ФРАГМЕНТ СТРАНИЦЫ
####
Христос своим учением возбуждает в людях любовь к Себе, и эта любовь ведет к «симпатическому подражанию…»
Но Христос не только учитель истины. Он еще и «Страдателец за истину и добро;» и ведь в этом мире самое добро уже есть страдание, «добро есть крест». До Христа страдание пугало человека, как наказание и знак гнева, но через Христа оно становится радостным, как жертва. «Христианская религия есть религия Креста, т. е. страдания добра для победы над злом». И Крест нельзя понять вне идеи жертвы. Здесь Светлов решительно расходится с Антонием. Для него именно понятие жертвы есть ключ к догмату Искупления. Высшая жертва есть любовь, и в этой любви сила жертвы Христовой. «Удовлетворение» приносится Богу Любви, и приносимое есть самая любовь.
####
ЗАДАНИЕ 1
Что, согласно фрагменту о жертве Христовой, есть высшая жертва?
ЗАДАНИЕ 2
Перепишите часть фрагмента о жертве Христовой от слов «Христос своим учением» до слов «есть самая любовь.», поставив «богослов» вместо «Светлов».
####
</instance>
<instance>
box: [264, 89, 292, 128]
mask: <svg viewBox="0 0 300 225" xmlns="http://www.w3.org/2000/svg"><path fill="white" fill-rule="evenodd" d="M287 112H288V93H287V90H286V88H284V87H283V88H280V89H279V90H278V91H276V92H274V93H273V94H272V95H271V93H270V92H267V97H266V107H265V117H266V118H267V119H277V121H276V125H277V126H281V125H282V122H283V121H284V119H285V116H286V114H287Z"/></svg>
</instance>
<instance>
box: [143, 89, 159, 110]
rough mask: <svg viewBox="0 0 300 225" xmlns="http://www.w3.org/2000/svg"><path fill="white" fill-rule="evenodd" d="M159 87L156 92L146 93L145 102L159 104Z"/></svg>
####
ПОЛЕ ОТВЕТА 1
Высшая жертва есть любовь.

ПОЛЕ ОТВЕТА 2
Христос своим учением возбуждает в людях любовь к Себе, и эта любовь ведет к «симпатическому подражанию…»
Но Христос не только учитель истины. Он еще и «Страдателец за истину и добро;» и ведь в этом мире самое добро уже есть страдание, «добро есть крест». До Христа страдание пугало человека, как наказание и знак гнева, но через Христа оно становится радостным, как жертва. «Христианская религия есть религия Креста, т. е. страдания добра для победы над злом». И Крест нельзя понять вне идеи жертвы. Здесь богослов решительно расходится с Антонием. Для него именно понятие жертвы есть ключ к догмату Искупления. Высшая жертва есть любовь, и в этой любви сила жертвы Христовой. «Удовлетворение» приносится Богу Любви, и приносимое есть самая любовь.